Word for word, copy out the records given below.

*** Data supplied ***

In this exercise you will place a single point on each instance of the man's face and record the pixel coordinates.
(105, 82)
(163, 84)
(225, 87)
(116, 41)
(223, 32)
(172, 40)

*** End of Data supplied ***

▶ **Task response**:
In this exercise you will place a single point on each instance of the man's face and record the pixel coordinates.
(105, 82)
(163, 84)
(225, 87)
(116, 41)
(223, 32)
(172, 40)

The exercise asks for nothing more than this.